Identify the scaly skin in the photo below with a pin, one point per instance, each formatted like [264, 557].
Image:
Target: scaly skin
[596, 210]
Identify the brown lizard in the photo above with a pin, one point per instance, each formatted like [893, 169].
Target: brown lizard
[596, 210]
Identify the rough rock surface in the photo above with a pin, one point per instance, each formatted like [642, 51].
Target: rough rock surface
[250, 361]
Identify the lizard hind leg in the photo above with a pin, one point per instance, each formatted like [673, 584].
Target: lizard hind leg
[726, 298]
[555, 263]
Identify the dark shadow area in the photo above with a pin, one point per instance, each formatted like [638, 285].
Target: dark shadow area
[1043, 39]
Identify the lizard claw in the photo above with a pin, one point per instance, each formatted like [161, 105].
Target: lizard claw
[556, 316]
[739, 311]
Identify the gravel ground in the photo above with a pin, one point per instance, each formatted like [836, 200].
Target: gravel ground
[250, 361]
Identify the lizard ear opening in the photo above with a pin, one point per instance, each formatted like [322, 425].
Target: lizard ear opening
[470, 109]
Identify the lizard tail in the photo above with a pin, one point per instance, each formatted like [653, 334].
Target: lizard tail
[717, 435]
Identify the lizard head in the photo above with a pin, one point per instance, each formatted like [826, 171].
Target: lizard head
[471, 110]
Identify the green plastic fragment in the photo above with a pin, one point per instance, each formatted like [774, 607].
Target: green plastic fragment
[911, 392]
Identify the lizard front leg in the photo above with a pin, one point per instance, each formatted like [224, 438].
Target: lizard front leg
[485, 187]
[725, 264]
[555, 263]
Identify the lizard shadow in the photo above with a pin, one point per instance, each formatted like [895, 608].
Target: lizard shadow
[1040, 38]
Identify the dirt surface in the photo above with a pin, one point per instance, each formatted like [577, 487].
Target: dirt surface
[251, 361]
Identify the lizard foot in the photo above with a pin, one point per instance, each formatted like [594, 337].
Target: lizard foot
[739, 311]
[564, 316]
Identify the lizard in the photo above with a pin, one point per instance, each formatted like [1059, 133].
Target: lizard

--- --- ---

▶ Work instruction:
The full set of entries, copied exactly, is the expected answer.

▶ Answer space:
Identify the scaly skin in the photo below with a pin, one point per instance, each formatted like [264, 557].
Image:
Target: scaly skin
[596, 210]
Identify the brown lizard in the photo above with a pin, one point per instance, each formatted like [893, 169].
Target: brown lizard
[596, 210]
Identify the rough rock surface in the photo above with a pin, one point per instance, each formatted like [642, 51].
Target: rough rock surface
[250, 361]
Identify the lizard hind leg in the photo above with a pin, one point per instance, each formatted like [673, 584].
Target: lizard hind leg
[726, 298]
[555, 263]
Identify the dark shadow area in the photo above with a pin, one point per instance, each formatted like [638, 285].
Target: dark shadow area
[1043, 39]
Identify the lizard claw in the photo above with a pin, one point per instance, each formatted like [161, 105].
Target: lizard claw
[556, 316]
[739, 311]
Identify the gravel ground in the photo above with a pin, one point per instance, each formatted like [836, 200].
Target: gravel ground
[250, 361]
Identify the lizard ear opening in the photo above with a pin, one point per instance, each formatted like [322, 425].
Target: lizard ear opening
[470, 109]
Identify the lizard tail in the photo above with a pin, one point per instance, each formatted like [653, 334].
Target: lizard tail
[717, 435]
Identify the lizard head in the photo above with a pin, one point per instance, each formatted like [826, 171].
Target: lizard head
[471, 110]
Identify the green plastic fragment in the photo above with a pin, one point per instance, each formatted like [774, 607].
Target: green plastic fragment
[911, 392]
Identify the lizard front leg in the photo above with a pin, one point per instance, each formatted like [224, 438].
Target: lizard front leg
[485, 187]
[725, 264]
[555, 263]
Identify the lizard shadow in the photo above with a pin, one point per instance, each formatted like [895, 608].
Target: lizard shadow
[1040, 38]
Identify the dirt surface in the photo above with a pin, one point per instance, each formatted like [577, 487].
Target: dirt surface
[251, 361]
Identify the lizard foot in the photo above with a pin, one point per instance, each formatted like [594, 337].
Target: lizard foot
[739, 311]
[564, 316]
Identify the lizard in the photo above with a pin, one point per instance, each formatted like [1059, 133].
Target: lizard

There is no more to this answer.